EXTRAIT DE PAGE
__________________________________________________
Le tribunal de commerce de Paris, dont je rappelle que les juges sont bénévoles, bénéficie d’un budget annuel de fonctionnement de 12  000  euros alloué par la cour d’appel de Paris. Le président est obligé de prendre en charge de nombreux frais de représentation. Il lave aussi lui-même les rideaux du tribunal à la laverie en bas de chez lui. Il a fait appel à la rentrée de cette année à la générosité des avocats pour l’aider à financer la maintenance du wifi sécurisé installé grâce à la générosité de l’un des juges du tribunal. Comme c’est un ancien banquier, je gage que le contraste entre ce qu’il a connu dans la banque et ce qu’il vit quai de Corse doit lui paraître saisissant !

Jean-Jacques Urvoas avait raison de parler de clochardisation. La justice française fait la manche, y compris la justice commerciale ! Mais pour répondre précisément à votre question, certains contentieux sont plus préservés que d’autres et l’économique en fait partie. En réalité, ce que j’ai observé, c’est une distinction entre les contentieux rares et les contentieux de masse. Les seconds souffrent le plus. Les premiers sont épargnés. Non parce qu’il y aurait une justice de puissants et une autre de misérables, mais parce que les contentieux de masse réclament des moyens et une organisation qui font précisément défaut. À l’inverse, le contentieux économique est rare et donc plus facile à gérer même si sa très grande complexité finit toujours par soulever des problèmes de moyens même à une cour bien dotée comme la cour de Paris.
__________________________________________________
MATÉRIEL FOURNI
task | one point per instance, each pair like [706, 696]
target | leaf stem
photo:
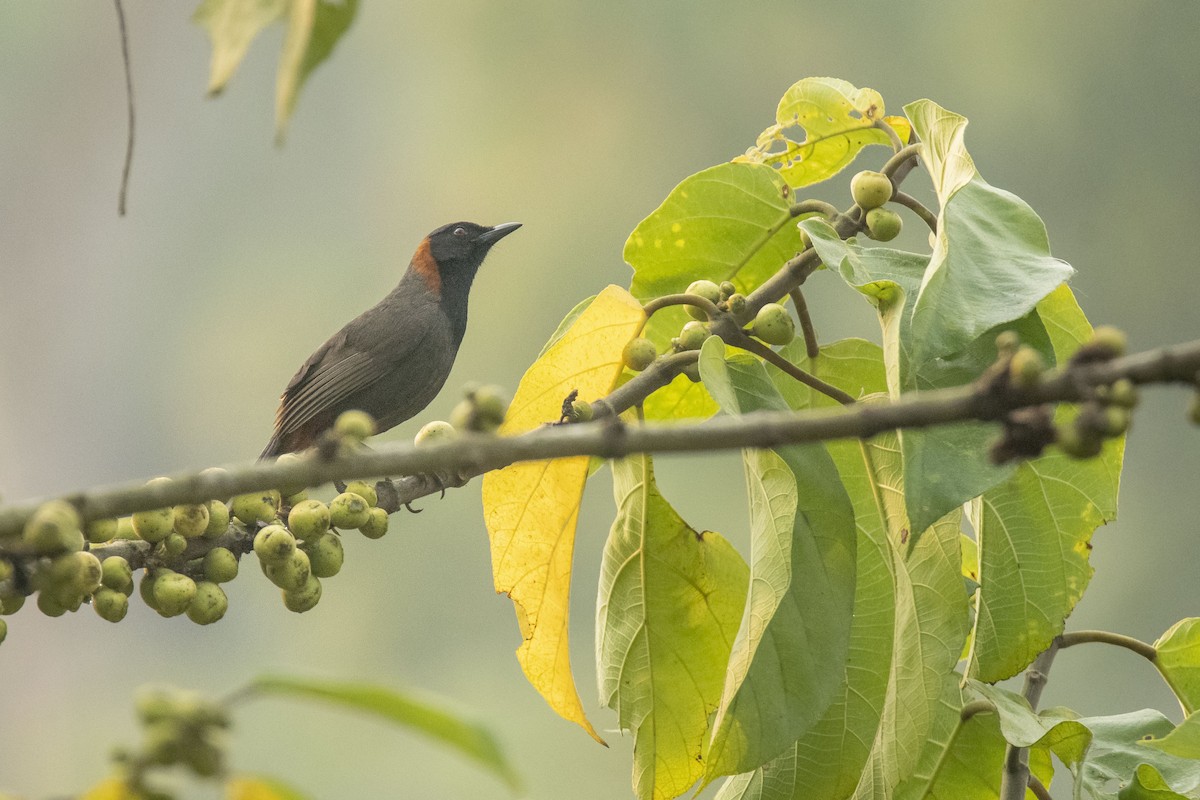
[1146, 651]
[918, 208]
[811, 347]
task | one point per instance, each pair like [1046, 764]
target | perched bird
[393, 360]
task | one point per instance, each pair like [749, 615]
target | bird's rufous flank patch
[427, 266]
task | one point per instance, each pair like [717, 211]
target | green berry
[376, 525]
[870, 190]
[355, 425]
[348, 510]
[1110, 338]
[706, 289]
[117, 575]
[310, 518]
[209, 605]
[304, 597]
[111, 605]
[97, 531]
[191, 519]
[694, 335]
[291, 573]
[433, 433]
[219, 519]
[883, 224]
[773, 324]
[173, 546]
[364, 491]
[220, 565]
[1026, 367]
[256, 506]
[639, 354]
[154, 525]
[173, 593]
[274, 543]
[325, 554]
[54, 528]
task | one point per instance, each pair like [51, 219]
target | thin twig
[918, 208]
[129, 103]
[810, 335]
[474, 455]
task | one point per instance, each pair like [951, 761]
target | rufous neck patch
[425, 265]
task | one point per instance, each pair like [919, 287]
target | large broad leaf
[531, 509]
[1177, 656]
[951, 461]
[1035, 530]
[790, 655]
[838, 120]
[313, 28]
[669, 607]
[731, 222]
[991, 259]
[429, 716]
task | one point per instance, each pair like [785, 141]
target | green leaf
[1183, 741]
[1035, 530]
[731, 222]
[669, 607]
[423, 714]
[1179, 660]
[232, 25]
[790, 654]
[838, 120]
[991, 260]
[313, 29]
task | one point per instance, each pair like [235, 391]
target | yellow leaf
[531, 509]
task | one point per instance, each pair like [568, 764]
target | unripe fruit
[364, 491]
[432, 433]
[191, 519]
[1111, 338]
[773, 324]
[694, 335]
[99, 531]
[219, 519]
[111, 605]
[309, 518]
[348, 510]
[706, 289]
[257, 506]
[639, 354]
[354, 425]
[173, 546]
[154, 525]
[883, 224]
[117, 575]
[325, 554]
[870, 190]
[1026, 367]
[581, 411]
[209, 605]
[54, 528]
[304, 597]
[274, 543]
[376, 525]
[220, 565]
[288, 575]
[173, 593]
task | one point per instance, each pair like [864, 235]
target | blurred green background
[160, 342]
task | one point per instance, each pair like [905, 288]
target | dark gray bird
[393, 360]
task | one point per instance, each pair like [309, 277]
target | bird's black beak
[496, 234]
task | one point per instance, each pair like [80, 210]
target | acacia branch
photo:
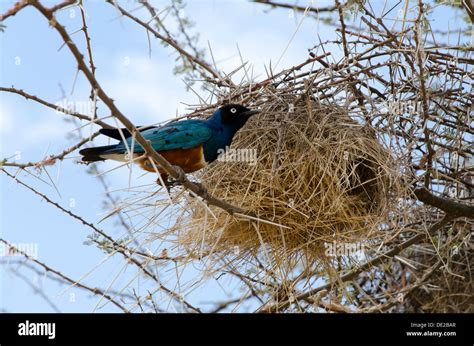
[356, 271]
[47, 268]
[450, 207]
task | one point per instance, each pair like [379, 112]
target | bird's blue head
[232, 117]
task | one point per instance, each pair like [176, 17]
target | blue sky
[145, 89]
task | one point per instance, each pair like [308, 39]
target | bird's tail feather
[94, 154]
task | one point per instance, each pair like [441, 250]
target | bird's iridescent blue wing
[184, 134]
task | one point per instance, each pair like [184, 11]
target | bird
[190, 144]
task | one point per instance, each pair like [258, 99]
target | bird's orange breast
[190, 160]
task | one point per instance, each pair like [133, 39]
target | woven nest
[319, 177]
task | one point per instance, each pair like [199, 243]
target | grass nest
[319, 177]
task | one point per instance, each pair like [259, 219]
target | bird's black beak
[251, 112]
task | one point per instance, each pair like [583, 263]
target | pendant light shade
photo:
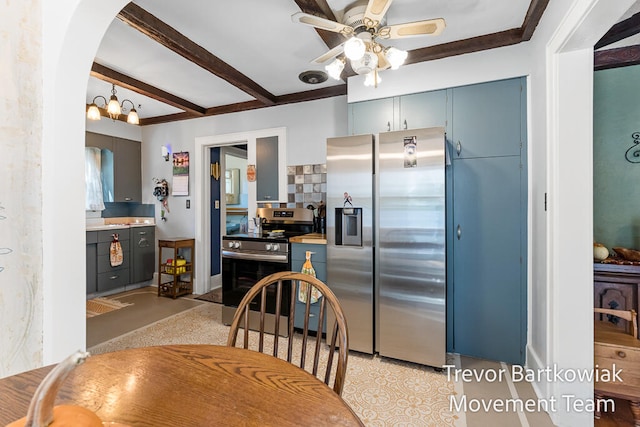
[114, 108]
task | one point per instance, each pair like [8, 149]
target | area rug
[102, 305]
[212, 296]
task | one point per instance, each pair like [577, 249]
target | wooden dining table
[188, 385]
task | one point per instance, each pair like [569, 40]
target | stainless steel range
[247, 258]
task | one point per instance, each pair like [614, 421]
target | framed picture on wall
[180, 185]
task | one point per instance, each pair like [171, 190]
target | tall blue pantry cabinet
[486, 178]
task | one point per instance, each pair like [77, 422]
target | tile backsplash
[306, 184]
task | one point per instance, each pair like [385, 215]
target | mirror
[232, 186]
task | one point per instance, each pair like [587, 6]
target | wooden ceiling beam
[461, 47]
[310, 95]
[107, 74]
[159, 31]
[620, 31]
[532, 18]
[615, 58]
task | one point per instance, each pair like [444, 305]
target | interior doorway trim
[203, 201]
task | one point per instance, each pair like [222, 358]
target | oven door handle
[255, 257]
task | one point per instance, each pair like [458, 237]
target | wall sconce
[215, 170]
[114, 108]
[165, 152]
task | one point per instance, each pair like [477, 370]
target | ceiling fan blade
[330, 54]
[410, 29]
[322, 23]
[375, 12]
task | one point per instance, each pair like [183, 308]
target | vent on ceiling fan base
[313, 77]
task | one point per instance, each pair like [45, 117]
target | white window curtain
[93, 197]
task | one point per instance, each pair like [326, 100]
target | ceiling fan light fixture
[372, 79]
[396, 57]
[366, 64]
[93, 113]
[354, 48]
[335, 68]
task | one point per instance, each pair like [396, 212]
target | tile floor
[383, 392]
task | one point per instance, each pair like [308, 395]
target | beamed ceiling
[184, 60]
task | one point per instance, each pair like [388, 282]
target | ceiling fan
[363, 25]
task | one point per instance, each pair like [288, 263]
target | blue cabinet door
[487, 119]
[372, 116]
[488, 291]
[423, 110]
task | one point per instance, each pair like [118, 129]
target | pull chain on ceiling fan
[362, 26]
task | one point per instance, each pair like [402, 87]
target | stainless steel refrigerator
[386, 254]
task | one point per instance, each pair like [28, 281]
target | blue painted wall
[616, 181]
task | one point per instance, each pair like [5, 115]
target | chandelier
[114, 108]
[366, 57]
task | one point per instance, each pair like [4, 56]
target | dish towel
[115, 252]
[307, 268]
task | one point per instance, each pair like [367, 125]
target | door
[489, 318]
[215, 216]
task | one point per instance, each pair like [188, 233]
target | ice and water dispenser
[348, 227]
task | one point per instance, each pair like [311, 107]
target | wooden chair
[339, 337]
[629, 315]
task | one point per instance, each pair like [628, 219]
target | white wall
[308, 125]
[21, 297]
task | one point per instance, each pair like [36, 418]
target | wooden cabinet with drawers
[618, 353]
[617, 287]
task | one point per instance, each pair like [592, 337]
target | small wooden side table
[175, 278]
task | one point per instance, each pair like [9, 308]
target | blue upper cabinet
[371, 116]
[487, 113]
[415, 111]
[423, 110]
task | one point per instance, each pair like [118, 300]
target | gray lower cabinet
[143, 253]
[92, 265]
[319, 262]
[109, 277]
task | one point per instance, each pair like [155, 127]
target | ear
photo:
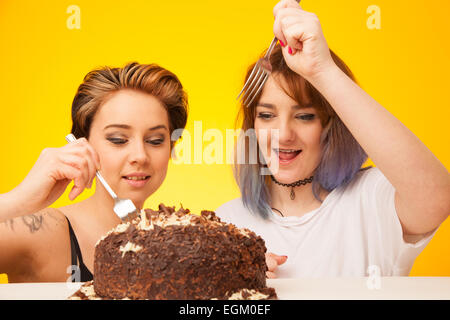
[326, 129]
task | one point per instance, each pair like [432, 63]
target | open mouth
[133, 178]
[136, 181]
[285, 155]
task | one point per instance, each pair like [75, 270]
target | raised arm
[421, 181]
[49, 178]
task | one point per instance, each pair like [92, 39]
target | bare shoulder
[34, 247]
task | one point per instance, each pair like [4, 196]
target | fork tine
[248, 80]
[252, 83]
[259, 89]
[250, 95]
[261, 85]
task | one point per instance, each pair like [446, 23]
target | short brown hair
[99, 84]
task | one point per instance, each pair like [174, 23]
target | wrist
[10, 206]
[326, 77]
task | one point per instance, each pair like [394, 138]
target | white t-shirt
[355, 230]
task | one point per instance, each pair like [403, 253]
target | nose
[138, 153]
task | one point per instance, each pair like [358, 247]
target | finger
[85, 151]
[277, 31]
[280, 259]
[69, 172]
[284, 19]
[285, 4]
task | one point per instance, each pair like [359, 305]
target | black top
[83, 273]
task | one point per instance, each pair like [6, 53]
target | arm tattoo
[9, 222]
[33, 222]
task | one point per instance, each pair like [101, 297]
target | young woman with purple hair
[320, 213]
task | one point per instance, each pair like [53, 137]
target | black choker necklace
[294, 184]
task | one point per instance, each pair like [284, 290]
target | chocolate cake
[168, 254]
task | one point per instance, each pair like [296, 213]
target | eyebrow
[125, 126]
[296, 107]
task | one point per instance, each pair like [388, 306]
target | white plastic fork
[122, 207]
[258, 77]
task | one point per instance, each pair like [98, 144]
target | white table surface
[389, 288]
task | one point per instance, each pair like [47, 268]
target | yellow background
[404, 65]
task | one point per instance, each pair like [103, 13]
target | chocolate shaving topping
[184, 256]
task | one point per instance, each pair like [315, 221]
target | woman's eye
[306, 117]
[264, 115]
[117, 140]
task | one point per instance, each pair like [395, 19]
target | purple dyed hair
[342, 156]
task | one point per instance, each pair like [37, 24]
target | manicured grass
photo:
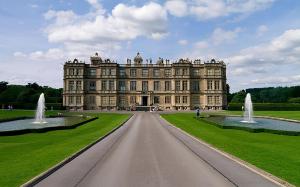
[25, 156]
[8, 114]
[277, 154]
[280, 114]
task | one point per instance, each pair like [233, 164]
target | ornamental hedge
[267, 106]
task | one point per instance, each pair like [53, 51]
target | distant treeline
[268, 95]
[26, 96]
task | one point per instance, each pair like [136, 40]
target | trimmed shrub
[267, 106]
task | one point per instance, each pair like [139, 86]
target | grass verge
[25, 156]
[279, 114]
[276, 154]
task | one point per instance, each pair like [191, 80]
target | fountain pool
[260, 123]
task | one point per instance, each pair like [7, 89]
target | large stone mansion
[181, 85]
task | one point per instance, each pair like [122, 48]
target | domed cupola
[138, 59]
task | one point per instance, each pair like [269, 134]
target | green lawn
[277, 154]
[281, 114]
[25, 156]
[8, 114]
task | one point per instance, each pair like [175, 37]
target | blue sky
[258, 39]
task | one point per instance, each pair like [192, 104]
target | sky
[259, 40]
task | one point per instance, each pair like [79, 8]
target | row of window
[74, 100]
[213, 100]
[110, 85]
[210, 85]
[145, 72]
[213, 72]
[111, 100]
[157, 99]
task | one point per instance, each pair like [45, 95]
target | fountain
[40, 111]
[248, 113]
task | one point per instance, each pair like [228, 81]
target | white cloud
[182, 42]
[19, 54]
[207, 9]
[124, 23]
[294, 79]
[273, 63]
[261, 30]
[81, 35]
[220, 36]
[34, 6]
[282, 49]
[176, 7]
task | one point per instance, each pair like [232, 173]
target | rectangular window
[112, 100]
[133, 72]
[217, 85]
[77, 71]
[78, 100]
[111, 85]
[210, 72]
[111, 71]
[132, 85]
[71, 71]
[156, 73]
[184, 85]
[195, 86]
[145, 72]
[195, 100]
[168, 99]
[78, 85]
[167, 72]
[185, 71]
[210, 100]
[177, 85]
[132, 99]
[103, 85]
[122, 101]
[92, 85]
[167, 85]
[92, 99]
[209, 85]
[104, 100]
[122, 86]
[156, 99]
[122, 73]
[71, 85]
[71, 100]
[156, 86]
[218, 72]
[103, 71]
[145, 86]
[184, 99]
[217, 100]
[196, 72]
[92, 72]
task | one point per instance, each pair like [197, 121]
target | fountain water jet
[40, 111]
[248, 113]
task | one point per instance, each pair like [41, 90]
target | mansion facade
[182, 85]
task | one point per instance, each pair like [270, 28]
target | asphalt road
[147, 151]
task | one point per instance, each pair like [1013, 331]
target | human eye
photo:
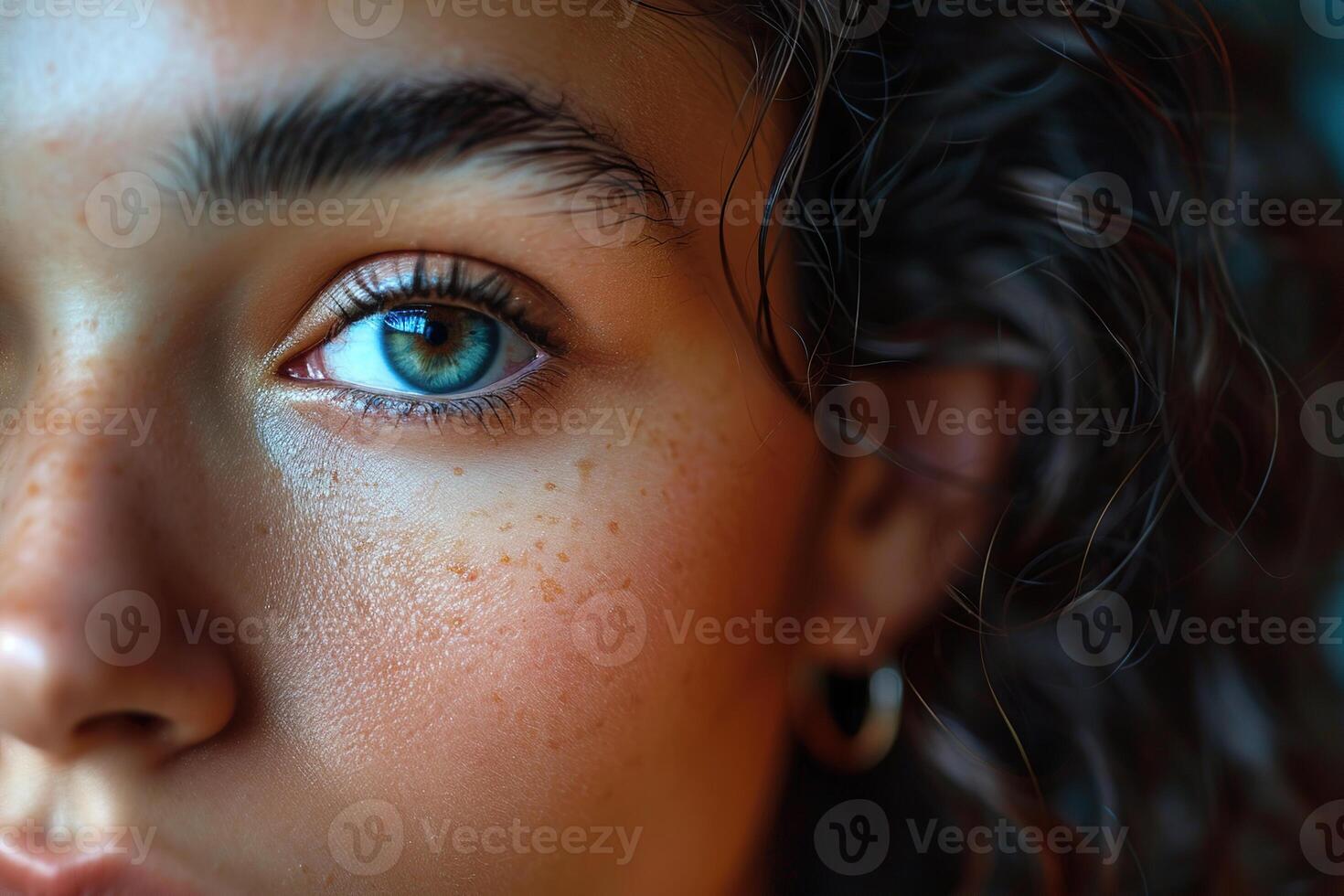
[421, 334]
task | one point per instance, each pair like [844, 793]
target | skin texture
[251, 498]
[400, 604]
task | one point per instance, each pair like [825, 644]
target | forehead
[106, 82]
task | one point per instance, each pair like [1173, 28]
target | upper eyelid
[408, 275]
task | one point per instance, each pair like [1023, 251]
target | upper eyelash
[492, 293]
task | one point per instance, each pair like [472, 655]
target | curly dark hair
[1209, 501]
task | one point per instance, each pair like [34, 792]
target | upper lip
[82, 873]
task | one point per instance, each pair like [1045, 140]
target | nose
[89, 653]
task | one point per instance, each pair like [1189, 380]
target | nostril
[140, 726]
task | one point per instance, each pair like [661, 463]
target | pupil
[436, 332]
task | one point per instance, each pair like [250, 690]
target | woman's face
[349, 544]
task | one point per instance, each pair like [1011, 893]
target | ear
[895, 532]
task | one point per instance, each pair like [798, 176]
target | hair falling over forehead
[974, 131]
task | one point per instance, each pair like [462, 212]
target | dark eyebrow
[325, 140]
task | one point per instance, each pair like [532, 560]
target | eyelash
[491, 294]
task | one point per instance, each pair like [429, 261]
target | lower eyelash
[492, 411]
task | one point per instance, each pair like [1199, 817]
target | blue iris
[440, 348]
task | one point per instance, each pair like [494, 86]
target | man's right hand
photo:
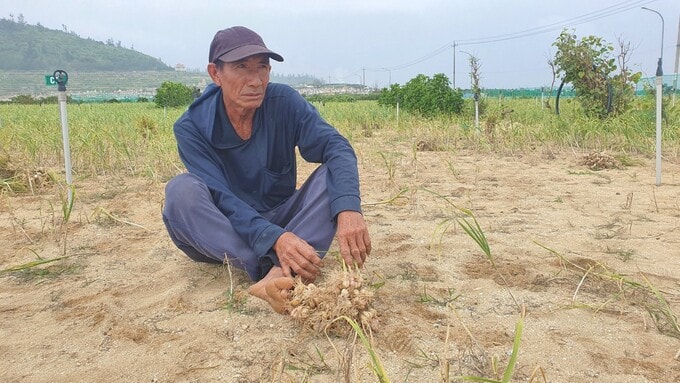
[297, 256]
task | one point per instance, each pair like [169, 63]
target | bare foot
[273, 288]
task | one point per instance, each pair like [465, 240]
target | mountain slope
[34, 47]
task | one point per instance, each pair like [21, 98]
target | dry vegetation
[496, 259]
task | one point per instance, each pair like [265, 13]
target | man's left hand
[353, 238]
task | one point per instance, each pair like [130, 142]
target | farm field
[582, 259]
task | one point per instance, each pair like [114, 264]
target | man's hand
[353, 238]
[295, 255]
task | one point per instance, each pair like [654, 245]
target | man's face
[243, 82]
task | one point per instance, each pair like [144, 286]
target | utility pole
[659, 99]
[454, 65]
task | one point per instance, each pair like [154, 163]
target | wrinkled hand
[297, 256]
[353, 238]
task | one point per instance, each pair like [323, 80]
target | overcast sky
[374, 41]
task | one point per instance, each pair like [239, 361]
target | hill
[34, 47]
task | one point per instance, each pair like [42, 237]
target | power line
[587, 17]
[591, 16]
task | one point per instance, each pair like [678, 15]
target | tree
[172, 94]
[587, 64]
[425, 96]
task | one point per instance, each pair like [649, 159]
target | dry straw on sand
[343, 293]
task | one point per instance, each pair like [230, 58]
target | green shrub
[172, 94]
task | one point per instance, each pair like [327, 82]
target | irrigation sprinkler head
[61, 77]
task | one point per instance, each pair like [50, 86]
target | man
[238, 201]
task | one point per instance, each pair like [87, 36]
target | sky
[376, 42]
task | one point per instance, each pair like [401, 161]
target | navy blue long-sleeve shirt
[246, 177]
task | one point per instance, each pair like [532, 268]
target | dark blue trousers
[204, 234]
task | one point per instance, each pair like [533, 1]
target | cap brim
[246, 51]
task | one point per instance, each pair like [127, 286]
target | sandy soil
[585, 254]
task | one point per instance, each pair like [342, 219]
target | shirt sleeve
[320, 142]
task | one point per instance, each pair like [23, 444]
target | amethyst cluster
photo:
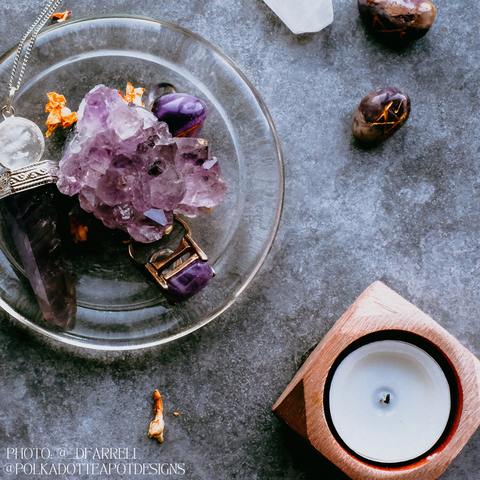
[130, 172]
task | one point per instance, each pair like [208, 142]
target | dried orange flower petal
[133, 95]
[78, 231]
[62, 16]
[59, 113]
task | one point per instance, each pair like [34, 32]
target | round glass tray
[118, 308]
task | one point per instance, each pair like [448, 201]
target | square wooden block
[380, 311]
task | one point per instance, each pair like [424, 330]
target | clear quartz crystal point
[302, 16]
[21, 143]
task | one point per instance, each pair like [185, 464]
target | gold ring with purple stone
[179, 273]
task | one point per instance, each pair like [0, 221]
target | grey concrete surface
[406, 212]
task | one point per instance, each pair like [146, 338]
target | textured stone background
[406, 213]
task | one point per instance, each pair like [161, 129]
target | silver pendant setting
[26, 178]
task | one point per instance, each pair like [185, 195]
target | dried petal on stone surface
[133, 95]
[130, 173]
[59, 114]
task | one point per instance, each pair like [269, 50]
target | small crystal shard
[130, 173]
[32, 220]
[302, 16]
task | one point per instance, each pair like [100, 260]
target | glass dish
[118, 309]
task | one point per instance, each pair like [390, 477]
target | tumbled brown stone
[397, 22]
[380, 114]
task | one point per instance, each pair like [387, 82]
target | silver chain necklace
[21, 140]
[31, 33]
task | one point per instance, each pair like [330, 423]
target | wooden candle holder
[380, 311]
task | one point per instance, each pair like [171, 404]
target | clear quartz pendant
[21, 143]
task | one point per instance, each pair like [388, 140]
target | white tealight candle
[389, 401]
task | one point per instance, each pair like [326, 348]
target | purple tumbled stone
[189, 281]
[183, 113]
[31, 217]
[130, 173]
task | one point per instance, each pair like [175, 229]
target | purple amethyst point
[188, 282]
[183, 114]
[31, 217]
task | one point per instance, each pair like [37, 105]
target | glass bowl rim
[279, 208]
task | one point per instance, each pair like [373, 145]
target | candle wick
[386, 399]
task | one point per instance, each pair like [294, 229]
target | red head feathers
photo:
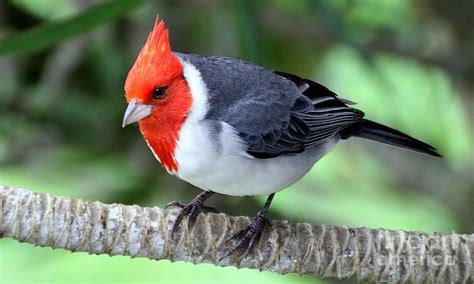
__________________________________________________
CONSIGNE
Relevez toutes les tâches ou charges que, d'après le premier paragraphe de l'extrait, le président du tribunal de commerce de Paris assume lui-même.

RÉPONSE
- Il prend en charge de nombreux frais de représentation.
- Il lave lui-même les rideaux du tribunal à la laverie en bas de chez lui.
- Il a fait appel à la générosité des avocats pour financer la maintenance du wifi sécurisé.